### JOB
Reproduce every item below verbatim.

### TASK INPUTS
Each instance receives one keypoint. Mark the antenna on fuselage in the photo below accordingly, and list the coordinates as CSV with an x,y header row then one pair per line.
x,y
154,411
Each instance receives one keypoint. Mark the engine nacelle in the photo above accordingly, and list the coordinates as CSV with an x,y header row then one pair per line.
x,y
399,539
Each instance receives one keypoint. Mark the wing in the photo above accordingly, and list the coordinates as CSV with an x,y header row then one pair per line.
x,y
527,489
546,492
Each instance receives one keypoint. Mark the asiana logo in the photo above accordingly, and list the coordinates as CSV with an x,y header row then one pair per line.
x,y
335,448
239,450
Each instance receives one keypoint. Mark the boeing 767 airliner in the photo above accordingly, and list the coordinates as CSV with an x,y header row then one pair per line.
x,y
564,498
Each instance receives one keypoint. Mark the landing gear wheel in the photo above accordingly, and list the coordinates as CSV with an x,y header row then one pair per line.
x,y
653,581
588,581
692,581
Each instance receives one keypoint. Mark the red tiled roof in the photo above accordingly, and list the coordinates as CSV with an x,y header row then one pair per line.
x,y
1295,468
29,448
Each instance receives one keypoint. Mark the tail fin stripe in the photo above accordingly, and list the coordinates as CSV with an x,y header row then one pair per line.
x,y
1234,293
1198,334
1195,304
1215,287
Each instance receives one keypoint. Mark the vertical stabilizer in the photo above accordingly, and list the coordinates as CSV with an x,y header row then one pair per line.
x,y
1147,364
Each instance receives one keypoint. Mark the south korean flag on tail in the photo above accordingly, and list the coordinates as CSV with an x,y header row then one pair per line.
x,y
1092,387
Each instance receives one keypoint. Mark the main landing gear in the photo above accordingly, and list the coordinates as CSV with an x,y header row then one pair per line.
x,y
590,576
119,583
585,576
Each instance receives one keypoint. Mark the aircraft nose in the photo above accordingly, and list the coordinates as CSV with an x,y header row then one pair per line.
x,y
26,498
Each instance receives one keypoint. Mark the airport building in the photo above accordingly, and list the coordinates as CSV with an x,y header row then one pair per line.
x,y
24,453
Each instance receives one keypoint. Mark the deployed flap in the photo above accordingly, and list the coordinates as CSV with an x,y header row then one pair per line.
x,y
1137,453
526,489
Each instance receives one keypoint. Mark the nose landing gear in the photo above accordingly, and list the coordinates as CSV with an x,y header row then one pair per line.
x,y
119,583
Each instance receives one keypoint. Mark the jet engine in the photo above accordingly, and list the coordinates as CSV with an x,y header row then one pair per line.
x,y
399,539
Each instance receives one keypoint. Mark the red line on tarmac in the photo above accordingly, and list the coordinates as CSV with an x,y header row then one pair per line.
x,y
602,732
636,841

### SOLUTION
Each instance receives one keypoint. Mark the antenna on fuselage in the photo below accordingly, and list the coordinates as CSV with an x,y header row then one pair per line.
x,y
154,411
Each instance receives one keypoint. Mark the engine nacelle in the photo above accordingly, and list the coordinates as CSV with an x,y header row then one pair per line.
x,y
399,539
Each instance receives one keypoint. Mark the wing in the photo above accordingly, and list the coordinates as CSV with an x,y header row then one pair per line.
x,y
527,489
546,492
Each instance receives one keypoint. Mark the asiana logo in the photo above accordingly, and list the coordinates as CSV with an x,y header row then one pair per line.
x,y
335,448
239,450
Each instance receives one keypoint. Mark the boeing 767 airliner in the photo above accordingly, and list the coordinates as CSV with an x,y header row then one pair per line.
x,y
564,498
Each instance receives one keypoint. Mark the landing gear wheel in the photo above accordingly, and list the coordinates as CSV with an x,y header row then one pair per line.
x,y
653,581
588,581
692,581
Each instance receives one keypoint. Mark the red tiled roof in the photo above accordingly, and list the coordinates as CSV with an x,y header row then one pair per line.
x,y
1295,468
29,448
Each instance receives one keypoint. Mark the tail fin stripe in the photo above accordingly, and list the coordinates as CSV with an x,y header row then one pair per line.
x,y
1234,293
1198,334
1195,304
1215,287
Each instance receives one keypoint. Mark the vertical stabilizer in the photo above accordingly, and list the coordinates as CSV with an x,y header row then one pair per line.
x,y
1147,364
Each instance receives one keypoint. Mark the south korean flag on tail in the photo above accordingly, and list the coordinates as CSV with an x,y header row then one pair per line.
x,y
1092,387
Each instance receives one keypoint. Mark the main landing gear in the photo above accordingly, and list the coordinates as CSV with an x,y header row then one pair per line.
x,y
590,576
119,583
585,576
Each instance receives one keypoint. Mark the aircraft nose in the photo above accordingly, and list the coordinates as CSV with an x,y header row then one pair per line.
x,y
26,498
Each instance receives one keypoint. Mark the airport building in the photo above accordingly, and list the coordinates as CSV with an x,y header row then one pair per line.
x,y
24,453
Each instance receives one keypoint. Mark the deployed flap in the photo above accordingly, and list the coordinates as CSV with an x,y header row then one pair per line.
x,y
1137,453
526,489
Each instance receives one keypoint. Mark the nose landing gear in the photo above accordingly, and list the coordinates as CSV with an x,y header row then one pair per line.
x,y
119,583
Each instance receives one keypoint. Mark the jet engine in the photo above accordingly, and list the coordinates as CSV with an x,y header row then one pair per line.
x,y
399,539
Each instance receives one keypoint. Mark the red line on tarmac in the photo above accordingly, and list the coordinates as CSV with an x,y header row then one pair per line.
x,y
602,732
636,841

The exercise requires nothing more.